**Passage provided:**
— start —

As such, the Court finds that, at the present time, the testimony of expert witness Agent Liwienski is admissible, and a Daubert hearing is not necessary. See id. (citing David E. Watson, P.C. v. United States, 668 F.3d 1008, 1015 (8th Cir. 2012) (“When the district court sits as the finder of fact, there is less need for the gatekeeper to keep the gate when the gatekeeper is keeping the gate only for himself.”).
Further, the government has provided a lengthy summary of Agent Liwienski's qualifications to satisfy Fed.R.Evid. 702-including that Agent Liwienski has previously testified as an expert on firearms and has over 14 years of experience as a special agent-and defendants have not raised any colorable arguments challenging such credentials. See United States v. Hankey, 203 F.3d 1160, 1169-70 (9th Cir. 2000) (finding that the testimony of a law enforcement expert based on “street intelligence” from “years working with gangs” and “communicat[ing] and work[ing] undercover with thousands of gang members” was reliable and admissible as expert testimony under Daubert). At trial, the government will elicit Agent Liwienski's background, education, training, and experience qualifying him to testify as an expert, at which time the defense will be free to raise any objections and cross-examine him regarding the same.
As to the substance of Agent Liwienski's testimony, the government has put forth preliminary support that the expert testimony on the attributes of firearms and unlawful firearm sales is relevant to rebut defendant's contention that he engaged in only legitimate “side-dealing” of firearms. While defendant's objections to the testimony are not meritless, they appear to go to the weight, rather than admissibility of the testimony. See United States v. Alatorre, 222 F.3d 1098 (9th Cir. 2000). Therefore, the Court will permit the evidence to be presented during trial and will receive such evidence conditionally subject to any future motion to strike.
Accordingly, the Court RESERVES JUDGMENT on defendant's motion in limine to exclude the expert testimony of Agent Liwienski and DENIES defendant's request for a Daubert hearing.

— end —

**What to work on:**
[1] List every line of the records that contains the string "orange", treating uppercase and lowercase letters as different.
[2] Continue the court ruling on the firearms expert's testimony, starting after its final sentence.

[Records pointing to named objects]
— start —

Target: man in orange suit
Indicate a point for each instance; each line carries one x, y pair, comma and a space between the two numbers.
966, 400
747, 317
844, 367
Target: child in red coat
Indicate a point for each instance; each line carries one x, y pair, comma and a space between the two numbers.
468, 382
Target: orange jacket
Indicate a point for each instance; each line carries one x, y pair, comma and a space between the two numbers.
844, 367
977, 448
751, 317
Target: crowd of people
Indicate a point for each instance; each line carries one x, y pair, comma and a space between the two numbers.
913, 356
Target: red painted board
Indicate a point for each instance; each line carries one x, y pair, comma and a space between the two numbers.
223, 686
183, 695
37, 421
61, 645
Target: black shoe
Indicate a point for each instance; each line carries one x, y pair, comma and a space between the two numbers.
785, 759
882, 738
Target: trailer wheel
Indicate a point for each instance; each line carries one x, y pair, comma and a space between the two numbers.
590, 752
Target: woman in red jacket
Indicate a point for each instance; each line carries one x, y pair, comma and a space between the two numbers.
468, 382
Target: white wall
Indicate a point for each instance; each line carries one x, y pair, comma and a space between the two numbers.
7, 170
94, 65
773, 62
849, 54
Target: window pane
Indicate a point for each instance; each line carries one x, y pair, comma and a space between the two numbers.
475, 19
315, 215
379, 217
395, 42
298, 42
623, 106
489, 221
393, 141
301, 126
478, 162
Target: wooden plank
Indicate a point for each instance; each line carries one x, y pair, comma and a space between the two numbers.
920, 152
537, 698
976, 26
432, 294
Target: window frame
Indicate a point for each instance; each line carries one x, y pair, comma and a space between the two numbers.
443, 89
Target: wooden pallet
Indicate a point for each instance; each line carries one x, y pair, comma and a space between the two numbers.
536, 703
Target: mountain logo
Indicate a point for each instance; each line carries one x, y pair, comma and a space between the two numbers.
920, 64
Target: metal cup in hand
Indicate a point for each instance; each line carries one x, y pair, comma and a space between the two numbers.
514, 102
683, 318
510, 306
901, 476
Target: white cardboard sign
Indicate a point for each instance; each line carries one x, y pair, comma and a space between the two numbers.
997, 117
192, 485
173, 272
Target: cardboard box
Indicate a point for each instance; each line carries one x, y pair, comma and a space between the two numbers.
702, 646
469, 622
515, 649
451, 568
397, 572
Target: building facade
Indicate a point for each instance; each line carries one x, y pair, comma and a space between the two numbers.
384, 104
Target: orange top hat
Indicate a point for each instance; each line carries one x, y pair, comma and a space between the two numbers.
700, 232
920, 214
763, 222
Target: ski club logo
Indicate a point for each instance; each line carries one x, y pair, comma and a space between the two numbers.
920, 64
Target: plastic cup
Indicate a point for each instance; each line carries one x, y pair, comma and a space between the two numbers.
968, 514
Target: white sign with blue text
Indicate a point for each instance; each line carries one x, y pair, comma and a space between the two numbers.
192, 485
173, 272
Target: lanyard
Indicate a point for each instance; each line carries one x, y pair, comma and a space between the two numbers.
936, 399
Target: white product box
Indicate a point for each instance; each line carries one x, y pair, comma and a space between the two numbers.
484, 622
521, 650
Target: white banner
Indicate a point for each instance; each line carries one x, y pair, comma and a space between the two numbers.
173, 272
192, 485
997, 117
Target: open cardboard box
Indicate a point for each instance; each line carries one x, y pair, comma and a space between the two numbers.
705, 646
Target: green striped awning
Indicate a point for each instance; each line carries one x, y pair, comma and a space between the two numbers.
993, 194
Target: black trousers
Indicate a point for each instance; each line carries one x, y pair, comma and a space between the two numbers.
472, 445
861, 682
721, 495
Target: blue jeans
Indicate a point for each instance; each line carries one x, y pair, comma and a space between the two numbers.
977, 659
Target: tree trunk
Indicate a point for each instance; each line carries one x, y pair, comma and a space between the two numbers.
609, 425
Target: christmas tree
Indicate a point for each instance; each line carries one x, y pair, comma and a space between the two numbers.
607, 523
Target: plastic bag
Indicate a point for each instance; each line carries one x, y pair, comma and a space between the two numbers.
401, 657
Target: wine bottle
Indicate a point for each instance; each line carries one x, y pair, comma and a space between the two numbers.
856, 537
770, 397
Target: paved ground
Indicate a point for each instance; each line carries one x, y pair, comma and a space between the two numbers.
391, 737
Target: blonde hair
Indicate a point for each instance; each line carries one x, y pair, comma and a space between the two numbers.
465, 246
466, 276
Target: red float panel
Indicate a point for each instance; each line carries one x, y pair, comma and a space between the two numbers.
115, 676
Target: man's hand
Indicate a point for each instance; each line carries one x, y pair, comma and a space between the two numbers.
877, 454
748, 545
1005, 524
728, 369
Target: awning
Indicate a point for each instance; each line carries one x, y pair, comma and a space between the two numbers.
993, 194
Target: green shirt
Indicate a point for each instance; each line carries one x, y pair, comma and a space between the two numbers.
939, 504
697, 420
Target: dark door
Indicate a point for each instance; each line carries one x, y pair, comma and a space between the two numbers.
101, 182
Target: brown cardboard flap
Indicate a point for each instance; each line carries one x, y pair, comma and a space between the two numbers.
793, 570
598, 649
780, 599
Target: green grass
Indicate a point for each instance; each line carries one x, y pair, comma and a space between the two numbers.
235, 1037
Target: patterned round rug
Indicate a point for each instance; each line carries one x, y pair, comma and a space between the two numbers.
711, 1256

— end —

**Responses to the tasks:**
[1]
Target: man in orange suit
Target: orange jacket
Target: orange top hat

[2]
B. Government's Motion in Limine to Admit Evidence
The government filed a motion in limine to admit text messages between third parties from October 2013 that relate to an alleged firearm sale by defendant, and for an order directing the Superior Court of California, Los Angeles County to unseal state search warrant No. 66956 for disclosure to the parties in this case. Gov't MIL No. 1.
The government seeks to introduce a text message chain from October 2013, described in Section II.C, between Ryan Roth and an unidentified broker. Id. at 2. In connection with the investigation of the October 19, 2013 shooting, on November 6, 2013, the Superior Court of the State of California, County of Los Angeles, issued a search warrant, No. 66956, for the cellphone of one of the suspects of the shooting, Ryan Roth. The government notes that it does not seek to introduce the fact of the murder at trial, but rather seeks to admit the text messages obtained through the state warrant between the unidentified broker and Roth. In the text messages, the unidentified broker states that he heard that defendant has a firearm for sale for at least $500 with two high-capacity magazines. Roth then informs the unidentified broker that defendant had already sold the firearm. Additionally, the government seeks to introduce evidence that Roth was in contact with defendant at the time he was exchanging the text messages with the unidentified broker. Id. at 1.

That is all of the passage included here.